(Beginning of EXTRACTED TEXT)

The Fifth Save of Christmas
This has been a rather difficult year for our rescue. For some reason, we have been called upon to care for many more seriously ill or injured cats than in previous years. Beautiful Elsa is one of them. She is a white, golden eyed, declawed, purebred Persian whose rescue story begins with a phone call from one of our shelter friends to one of our volunteers.
A small furry cat, we were told, had been hit by a car. Was there any way our group could take her? The shelter was just not equipped to handle this type of emergency, let alone the long term care this kitty would require. She was obviously severely injured and in a lot of pain, probably had multiple broken bones, and had a large ‘road burn’ wound on her rear leg up to and including her tummy. “We don’t know the status of her eyes as yet because they are completely crusted shut. She is wide awake and very still on her little bed.” After a deep, worried sigh, our volunteer answered, “Yes, I will take her. Please have X rays and lab work done, and I will be there to pick her up”.
There was an instant scramble by the shelter folks to find a local vet who could/would drop everything and X ray this little one, someone else to drop everything and drive little Elsa to that vet and then bring her back. Someone who could handle the IV’s, tubing, positioning, and all that might be needed for a severely injured animal while in transit. Luckily, as happens so often in our rescue community, everyone was willing to “drop everything’ for the chance to save Elsa.
Back at the shelter, the X ray results were both good and bad. Bad, in that Elsa had a fractured pelvis. Good, in that the fracture was not displaced (the bones had not moved), which meant that Elsa had a really good chance of not having nerve damage from the fracture. Also, there were no other broken
bones. Further examination showed that Elsa had severe road burns from being tossed around in the wheel well. The bruising was very deep, and there was some bleeding, but the big question was what was hidden underneath the skin and fur? Road gravel buried deep, or nerve damage from the wound? Finally we discovered the reason Elsa had been hit by the car: both eyes were completely swollen shut, crusty and closed. She had been walking blindly into the traffic.

(End of EXTRACTED TEXT)
(Beginning of DATASET CONTENT)

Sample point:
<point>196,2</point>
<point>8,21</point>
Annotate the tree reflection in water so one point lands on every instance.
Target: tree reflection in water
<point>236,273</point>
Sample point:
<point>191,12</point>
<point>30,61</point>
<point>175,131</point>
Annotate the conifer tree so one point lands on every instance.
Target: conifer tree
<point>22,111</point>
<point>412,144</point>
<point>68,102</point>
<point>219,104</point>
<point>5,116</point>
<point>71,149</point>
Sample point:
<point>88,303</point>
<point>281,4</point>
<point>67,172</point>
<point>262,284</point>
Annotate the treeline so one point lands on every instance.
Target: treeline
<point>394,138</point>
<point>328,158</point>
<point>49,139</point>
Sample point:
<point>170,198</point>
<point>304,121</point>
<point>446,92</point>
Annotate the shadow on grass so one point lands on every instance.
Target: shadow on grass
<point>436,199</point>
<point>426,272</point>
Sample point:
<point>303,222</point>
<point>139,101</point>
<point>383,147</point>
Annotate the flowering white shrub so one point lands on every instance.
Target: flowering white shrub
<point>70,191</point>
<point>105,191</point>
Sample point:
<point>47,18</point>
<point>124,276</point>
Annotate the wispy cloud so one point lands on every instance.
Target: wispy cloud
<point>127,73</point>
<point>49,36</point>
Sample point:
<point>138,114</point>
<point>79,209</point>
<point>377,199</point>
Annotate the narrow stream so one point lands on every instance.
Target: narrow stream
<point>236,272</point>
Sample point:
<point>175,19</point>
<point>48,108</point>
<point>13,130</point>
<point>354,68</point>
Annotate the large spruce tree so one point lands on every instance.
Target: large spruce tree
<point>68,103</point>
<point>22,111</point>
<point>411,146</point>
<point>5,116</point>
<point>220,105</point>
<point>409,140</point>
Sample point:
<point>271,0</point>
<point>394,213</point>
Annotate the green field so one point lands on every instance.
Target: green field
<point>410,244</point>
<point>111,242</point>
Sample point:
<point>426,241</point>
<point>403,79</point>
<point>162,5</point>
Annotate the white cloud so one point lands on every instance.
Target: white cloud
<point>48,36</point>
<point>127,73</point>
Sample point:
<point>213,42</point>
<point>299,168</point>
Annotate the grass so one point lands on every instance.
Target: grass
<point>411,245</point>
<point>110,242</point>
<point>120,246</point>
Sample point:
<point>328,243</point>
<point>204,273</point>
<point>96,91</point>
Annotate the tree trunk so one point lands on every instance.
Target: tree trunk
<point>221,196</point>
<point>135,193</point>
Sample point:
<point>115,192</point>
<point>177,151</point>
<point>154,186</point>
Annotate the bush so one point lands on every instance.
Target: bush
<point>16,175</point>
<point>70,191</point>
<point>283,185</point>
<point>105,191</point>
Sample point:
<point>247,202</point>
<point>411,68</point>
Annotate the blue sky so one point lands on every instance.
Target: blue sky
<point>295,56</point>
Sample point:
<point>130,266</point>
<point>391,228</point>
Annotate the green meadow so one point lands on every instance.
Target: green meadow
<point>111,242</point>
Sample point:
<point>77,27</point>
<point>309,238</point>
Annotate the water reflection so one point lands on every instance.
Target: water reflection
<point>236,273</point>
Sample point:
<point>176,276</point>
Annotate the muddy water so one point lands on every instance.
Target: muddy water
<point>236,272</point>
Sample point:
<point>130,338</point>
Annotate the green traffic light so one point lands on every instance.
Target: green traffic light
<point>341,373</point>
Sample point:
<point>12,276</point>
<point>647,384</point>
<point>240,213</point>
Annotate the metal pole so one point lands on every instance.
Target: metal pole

(End of DATASET CONTENT)

PROBLEMS TO SOLVE
• A. In the Elsa rescue story, condense the paragraph beginning "There was an instant scramble" into a short bulleted list of its main facts.
• B. According to the Elsa rescue story, why had Elsa been hit by the car?
• C. Continue the Elsa rescue story from the end of its last sentence.
The rows are not needed for any of this work.

YOUR WRITTEN ANSWERS
• A.
- Shelter staff rushed to find a local vet willing to drop everything and X-ray Elsa.
- They also needed someone to drive her to that vet and bring her back.
- The driver had to be able to manage IVs, tubing, positioning and any other care a severely injured animal might need in transit.
- Everyone in the rescue community was willing to drop everything to save her.

• B. Both of her eyes were swollen shut, so she had been walking blindly into traffic.

• C.
Since her broken pelvis was not displaced, it was felt that Elsa might be able to avoid surgery if she could be placed on cage rest (just like bed rest for humans), but it would take 6-8 weeks. Could we get her to be still and lie quietly so her tiny body would begin to heal? You might think that surgery would be quicker and better, but remember that when you put in pins to keep bones together, you get dangerously close to nerves. With all of the existing trauma to that little body, the conservative approach seemed wise in the beginning.
Elsa was in such terrible pain that it made eating and using the litterbox impossible. Luckily our volunteer saw the clues right away; she started Else on pain medication that allowed her to be comfortable, rest, sleep, and not move around in agitation. So began the long process of healing. Day by day, our volunteer administered medications, fed Elsa (who had been starving when she arrived in rescue), washed her wounds and her eyes, and tried to keep her comfortable. The weeks slipped by until finally it was time for new X-rays, which showed that there was no movement of the bones and that Elsa was healing! Furthermore, she was able to move her tail, so it seemed there was no nerve damage!!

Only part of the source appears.